## What is needed
Reproduce the entire listing below verbatim, keeping every line as it appears.

## Supplied records
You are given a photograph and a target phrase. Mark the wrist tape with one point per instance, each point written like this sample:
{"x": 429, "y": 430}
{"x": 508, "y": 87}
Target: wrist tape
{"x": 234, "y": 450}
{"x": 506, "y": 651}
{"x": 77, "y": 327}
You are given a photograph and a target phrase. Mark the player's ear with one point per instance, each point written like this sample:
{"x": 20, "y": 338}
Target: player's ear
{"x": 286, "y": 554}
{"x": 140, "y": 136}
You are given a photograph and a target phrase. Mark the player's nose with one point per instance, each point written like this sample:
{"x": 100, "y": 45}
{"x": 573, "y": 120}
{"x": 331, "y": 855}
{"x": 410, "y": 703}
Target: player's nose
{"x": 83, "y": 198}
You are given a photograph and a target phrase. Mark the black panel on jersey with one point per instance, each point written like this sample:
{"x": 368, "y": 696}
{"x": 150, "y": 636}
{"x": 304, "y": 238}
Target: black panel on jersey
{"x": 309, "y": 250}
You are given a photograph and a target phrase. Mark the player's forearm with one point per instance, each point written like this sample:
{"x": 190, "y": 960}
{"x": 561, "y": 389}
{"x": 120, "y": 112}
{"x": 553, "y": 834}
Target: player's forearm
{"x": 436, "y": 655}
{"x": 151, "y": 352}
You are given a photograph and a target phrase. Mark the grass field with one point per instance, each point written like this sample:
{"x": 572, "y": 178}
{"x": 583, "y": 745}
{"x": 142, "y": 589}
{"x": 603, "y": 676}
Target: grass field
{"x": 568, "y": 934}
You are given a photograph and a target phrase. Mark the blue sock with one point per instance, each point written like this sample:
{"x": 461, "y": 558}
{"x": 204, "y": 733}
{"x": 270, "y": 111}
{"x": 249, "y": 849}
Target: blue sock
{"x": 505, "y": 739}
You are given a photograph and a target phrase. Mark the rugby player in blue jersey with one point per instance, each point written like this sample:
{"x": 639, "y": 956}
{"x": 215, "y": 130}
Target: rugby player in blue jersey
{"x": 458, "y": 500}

## Correct result
You are given a photograph and a target phrase. Mark the wrist tape with one point per instance, each point written like this sample:
{"x": 429, "y": 430}
{"x": 508, "y": 87}
Target: wrist tape
{"x": 234, "y": 450}
{"x": 506, "y": 651}
{"x": 77, "y": 327}
You are given a photograph and a target phrase. Mark the player's ear with one point per instance, each point written like this sample:
{"x": 20, "y": 338}
Target: player's ear
{"x": 286, "y": 554}
{"x": 140, "y": 136}
You are given a photograph and a target phrase. Mark the player's nose with one point per instance, each point written like this sample:
{"x": 100, "y": 45}
{"x": 573, "y": 120}
{"x": 331, "y": 855}
{"x": 410, "y": 703}
Target: player's nose
{"x": 83, "y": 198}
You are given a photograph and a target phrase. Mark the black panel on jersey with one point per instance, each point written like this sample:
{"x": 368, "y": 696}
{"x": 150, "y": 636}
{"x": 304, "y": 238}
Target: black panel on jersey
{"x": 309, "y": 250}
You are given a photograph and a target phrase. Mark the player's forearm with one point per instance, each point written like this sample:
{"x": 190, "y": 960}
{"x": 561, "y": 389}
{"x": 120, "y": 112}
{"x": 553, "y": 834}
Target: player's forearm
{"x": 436, "y": 655}
{"x": 151, "y": 352}
You are given a photograph and a target phrase. Mark the grass field with one point per instance, each point written like this sample:
{"x": 572, "y": 178}
{"x": 583, "y": 745}
{"x": 142, "y": 589}
{"x": 603, "y": 676}
Target: grass field
{"x": 568, "y": 934}
You are given a photograph and a target phrase. Mark the blue sock with one point per instance, each point written like this sample:
{"x": 461, "y": 558}
{"x": 204, "y": 733}
{"x": 270, "y": 111}
{"x": 249, "y": 849}
Target: blue sock
{"x": 505, "y": 739}
You are given a photograph and a target phrase. Mark the rugby player in blue jersey with one point per instance, each point written like this sample:
{"x": 639, "y": 956}
{"x": 215, "y": 130}
Target: rugby player in blue jersey
{"x": 458, "y": 500}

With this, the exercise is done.